» Problem to work on
Once the line with "column 79, row 423" is found in the entries below, repeat that line and every one after it exactly, ending at the last.

========================

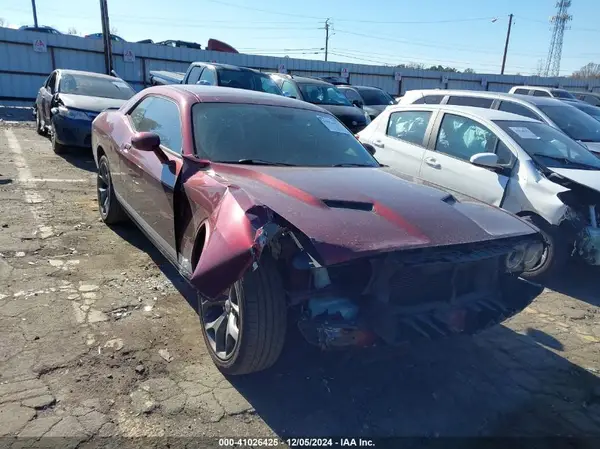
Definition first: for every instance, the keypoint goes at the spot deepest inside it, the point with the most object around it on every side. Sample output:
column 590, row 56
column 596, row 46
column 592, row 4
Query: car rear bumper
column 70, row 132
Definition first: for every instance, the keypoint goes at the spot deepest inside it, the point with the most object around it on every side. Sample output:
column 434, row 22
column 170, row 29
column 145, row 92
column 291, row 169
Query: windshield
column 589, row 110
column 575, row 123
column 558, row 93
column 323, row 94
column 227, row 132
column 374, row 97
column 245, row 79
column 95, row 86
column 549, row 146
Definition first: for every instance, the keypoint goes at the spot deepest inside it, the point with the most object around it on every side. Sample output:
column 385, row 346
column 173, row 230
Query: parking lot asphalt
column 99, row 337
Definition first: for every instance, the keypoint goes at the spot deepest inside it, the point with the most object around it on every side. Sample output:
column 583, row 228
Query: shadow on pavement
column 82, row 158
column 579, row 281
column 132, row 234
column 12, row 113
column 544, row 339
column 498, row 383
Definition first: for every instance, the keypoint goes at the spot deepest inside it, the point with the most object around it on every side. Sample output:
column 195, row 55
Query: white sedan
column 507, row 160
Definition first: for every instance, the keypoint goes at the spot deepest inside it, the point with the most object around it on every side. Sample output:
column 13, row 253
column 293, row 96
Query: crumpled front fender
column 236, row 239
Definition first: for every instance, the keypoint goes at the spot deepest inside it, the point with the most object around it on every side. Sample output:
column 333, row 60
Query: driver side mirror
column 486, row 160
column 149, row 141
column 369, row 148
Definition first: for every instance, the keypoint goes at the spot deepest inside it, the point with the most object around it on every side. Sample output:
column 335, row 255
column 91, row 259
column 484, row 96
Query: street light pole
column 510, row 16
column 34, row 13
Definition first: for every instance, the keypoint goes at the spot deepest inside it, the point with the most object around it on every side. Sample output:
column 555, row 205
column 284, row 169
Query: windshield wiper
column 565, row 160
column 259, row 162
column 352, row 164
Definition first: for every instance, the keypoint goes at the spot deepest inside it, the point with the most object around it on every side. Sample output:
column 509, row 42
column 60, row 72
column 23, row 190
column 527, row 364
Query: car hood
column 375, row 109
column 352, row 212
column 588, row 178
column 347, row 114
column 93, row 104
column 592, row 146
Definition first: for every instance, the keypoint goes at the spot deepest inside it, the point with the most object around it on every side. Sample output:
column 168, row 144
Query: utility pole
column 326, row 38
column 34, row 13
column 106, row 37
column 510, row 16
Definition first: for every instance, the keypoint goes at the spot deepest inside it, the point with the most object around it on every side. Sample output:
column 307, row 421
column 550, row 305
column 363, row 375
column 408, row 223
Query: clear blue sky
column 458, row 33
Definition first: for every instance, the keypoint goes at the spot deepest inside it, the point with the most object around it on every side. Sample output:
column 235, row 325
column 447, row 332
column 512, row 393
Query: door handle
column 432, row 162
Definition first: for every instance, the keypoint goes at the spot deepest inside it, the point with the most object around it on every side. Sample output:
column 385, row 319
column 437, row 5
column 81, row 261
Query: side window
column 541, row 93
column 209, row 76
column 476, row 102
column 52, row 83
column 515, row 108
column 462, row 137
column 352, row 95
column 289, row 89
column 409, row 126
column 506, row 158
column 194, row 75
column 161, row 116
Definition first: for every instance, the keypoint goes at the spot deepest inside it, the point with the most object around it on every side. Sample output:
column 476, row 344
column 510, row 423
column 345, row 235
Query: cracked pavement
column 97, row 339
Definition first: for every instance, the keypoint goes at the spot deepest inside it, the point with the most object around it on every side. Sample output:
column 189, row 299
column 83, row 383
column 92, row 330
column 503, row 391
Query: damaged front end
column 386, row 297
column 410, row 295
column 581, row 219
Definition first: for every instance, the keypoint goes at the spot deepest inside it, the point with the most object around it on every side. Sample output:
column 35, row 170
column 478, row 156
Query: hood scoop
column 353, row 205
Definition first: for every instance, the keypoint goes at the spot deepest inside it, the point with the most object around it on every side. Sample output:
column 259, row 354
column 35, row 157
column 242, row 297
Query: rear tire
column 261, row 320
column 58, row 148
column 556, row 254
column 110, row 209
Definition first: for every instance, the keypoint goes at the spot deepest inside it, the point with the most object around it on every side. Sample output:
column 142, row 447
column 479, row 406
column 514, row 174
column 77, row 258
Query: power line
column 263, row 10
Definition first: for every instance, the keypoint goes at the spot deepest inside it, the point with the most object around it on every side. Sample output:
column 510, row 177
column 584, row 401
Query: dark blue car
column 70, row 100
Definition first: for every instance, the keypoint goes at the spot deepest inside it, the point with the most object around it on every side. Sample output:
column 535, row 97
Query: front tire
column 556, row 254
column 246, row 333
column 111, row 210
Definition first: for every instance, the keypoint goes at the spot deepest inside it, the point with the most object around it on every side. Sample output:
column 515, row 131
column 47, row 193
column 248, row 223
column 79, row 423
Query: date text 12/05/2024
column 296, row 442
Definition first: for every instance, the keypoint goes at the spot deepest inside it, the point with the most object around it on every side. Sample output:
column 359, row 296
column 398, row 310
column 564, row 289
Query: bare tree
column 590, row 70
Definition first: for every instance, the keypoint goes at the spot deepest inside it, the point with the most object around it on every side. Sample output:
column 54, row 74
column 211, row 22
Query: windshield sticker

========================

» Your solution
column 79, row 423
Query: date text 12/05/2024
column 296, row 442
Definition first: for every instance, the keypoint goes at the spot deepest inside it, the point with the most object around it on every side. Sample output:
column 359, row 296
column 398, row 310
column 564, row 289
Query: bare tree
column 590, row 70
Definition first: for every instance, the keypoint goes at the spot deepest inside it, the point with the most object around it on every side. Sample output:
column 54, row 74
column 211, row 22
Query: windshield sticker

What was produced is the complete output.